** START Data provided **
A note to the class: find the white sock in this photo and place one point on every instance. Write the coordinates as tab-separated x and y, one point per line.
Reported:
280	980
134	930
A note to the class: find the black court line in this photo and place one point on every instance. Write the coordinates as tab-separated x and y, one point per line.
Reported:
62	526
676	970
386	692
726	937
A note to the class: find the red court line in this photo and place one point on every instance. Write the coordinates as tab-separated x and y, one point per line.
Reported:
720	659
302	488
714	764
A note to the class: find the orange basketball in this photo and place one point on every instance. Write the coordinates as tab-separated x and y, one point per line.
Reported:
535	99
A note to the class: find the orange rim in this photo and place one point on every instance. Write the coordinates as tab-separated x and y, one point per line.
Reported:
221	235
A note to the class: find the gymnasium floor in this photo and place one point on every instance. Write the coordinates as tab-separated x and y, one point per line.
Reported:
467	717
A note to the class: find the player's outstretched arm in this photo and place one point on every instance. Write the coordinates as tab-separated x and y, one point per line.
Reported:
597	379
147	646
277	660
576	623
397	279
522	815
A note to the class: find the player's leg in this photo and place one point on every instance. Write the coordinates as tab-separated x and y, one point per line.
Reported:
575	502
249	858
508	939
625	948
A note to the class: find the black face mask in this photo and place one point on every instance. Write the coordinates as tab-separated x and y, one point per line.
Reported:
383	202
** END Data provided **
** START Data provided **
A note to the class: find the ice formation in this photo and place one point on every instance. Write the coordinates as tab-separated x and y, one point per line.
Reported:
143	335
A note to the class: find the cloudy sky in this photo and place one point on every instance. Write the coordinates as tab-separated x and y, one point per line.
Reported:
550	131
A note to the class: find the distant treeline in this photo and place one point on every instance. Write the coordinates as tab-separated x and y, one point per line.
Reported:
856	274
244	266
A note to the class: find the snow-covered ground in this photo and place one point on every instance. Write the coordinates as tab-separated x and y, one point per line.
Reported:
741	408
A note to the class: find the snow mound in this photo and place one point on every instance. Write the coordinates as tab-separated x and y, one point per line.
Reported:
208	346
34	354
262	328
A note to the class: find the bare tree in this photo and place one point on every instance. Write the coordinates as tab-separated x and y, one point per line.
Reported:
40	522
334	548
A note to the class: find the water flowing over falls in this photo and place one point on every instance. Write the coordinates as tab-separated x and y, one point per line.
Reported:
** END Data provided **
Problem to work on
Please count the lines in the entries above that contain the word "treeline", treating uppercase and lowercase as different. Reply with only the number.

Problem solution
1